* **EXCERPTED DATA**:
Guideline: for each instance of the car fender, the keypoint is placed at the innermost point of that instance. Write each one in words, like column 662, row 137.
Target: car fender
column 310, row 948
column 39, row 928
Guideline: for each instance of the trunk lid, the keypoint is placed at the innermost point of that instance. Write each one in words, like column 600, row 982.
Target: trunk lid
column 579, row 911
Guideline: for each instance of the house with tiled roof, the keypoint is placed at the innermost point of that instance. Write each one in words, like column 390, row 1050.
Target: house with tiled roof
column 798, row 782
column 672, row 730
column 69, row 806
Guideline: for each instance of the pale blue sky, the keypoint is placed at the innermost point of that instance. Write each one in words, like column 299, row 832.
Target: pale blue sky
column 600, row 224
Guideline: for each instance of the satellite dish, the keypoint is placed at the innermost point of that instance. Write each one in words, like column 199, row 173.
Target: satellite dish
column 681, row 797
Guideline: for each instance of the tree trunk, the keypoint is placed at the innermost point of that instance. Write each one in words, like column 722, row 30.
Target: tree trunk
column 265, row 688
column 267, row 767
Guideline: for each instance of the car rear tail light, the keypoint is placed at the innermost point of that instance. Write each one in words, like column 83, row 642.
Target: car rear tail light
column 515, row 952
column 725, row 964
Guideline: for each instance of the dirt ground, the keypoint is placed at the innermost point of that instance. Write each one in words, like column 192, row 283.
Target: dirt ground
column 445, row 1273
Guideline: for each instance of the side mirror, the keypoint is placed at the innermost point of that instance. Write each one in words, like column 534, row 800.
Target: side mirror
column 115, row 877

* **WRITTEN INSTRUCTION**:
Return every line of the records above word for word, changing, adding or dropping nothing.

* **COMPLETE ANSWER**:
Guideline: for each instance of the car fender, the keypoint is placed at the innermost point of that instance. Write each one in words, like column 662, row 137.
Target: car fender
column 310, row 948
column 39, row 928
Guideline: for each instance of the trunk lid, the keypoint is placed at the innermost point of that instance. Write each one in words, like column 600, row 982.
Target: trunk lid
column 579, row 911
Guideline: for each instance of the house with tiled roof, the keypoint is placed at the innermost point of that instance. Write each one in words, like column 390, row 1050.
Target: house with tiled roof
column 798, row 782
column 672, row 730
column 69, row 806
Guideline: for each instance of the pale blue sky, the keypoint is placed at the innermost point of that instance. Write each one in words, like column 299, row 832.
Target: pale blue sky
column 600, row 224
Guideline: for each instance of the satellite dish, the keypoint is placed at the innermost point of that instance. Write each one in words, like column 199, row 173.
Target: satellite dish
column 681, row 797
Guideline: for each instance of the tree trunk, the keypoint is placed at the innermost point of that instance. Write each one in words, like column 722, row 30.
Target: tree trunk
column 265, row 688
column 267, row 767
Guideline: for each instance of the car rear tail light, the keypoint is placed at the innermost point of that instance. Write each one in words, like column 83, row 642.
Target: car rear tail light
column 515, row 952
column 725, row 964
Guideline: for each instance of the dirt ground, the keypoint is placed at the innermost point of that instance. Write each one in words, like column 192, row 283.
Target: dirt ground
column 445, row 1273
Guideline: for each instance of the side mirror, the keypoint is placed at the innermost point of that instance. Write each one in words, like column 534, row 800.
Target: side mirror
column 115, row 877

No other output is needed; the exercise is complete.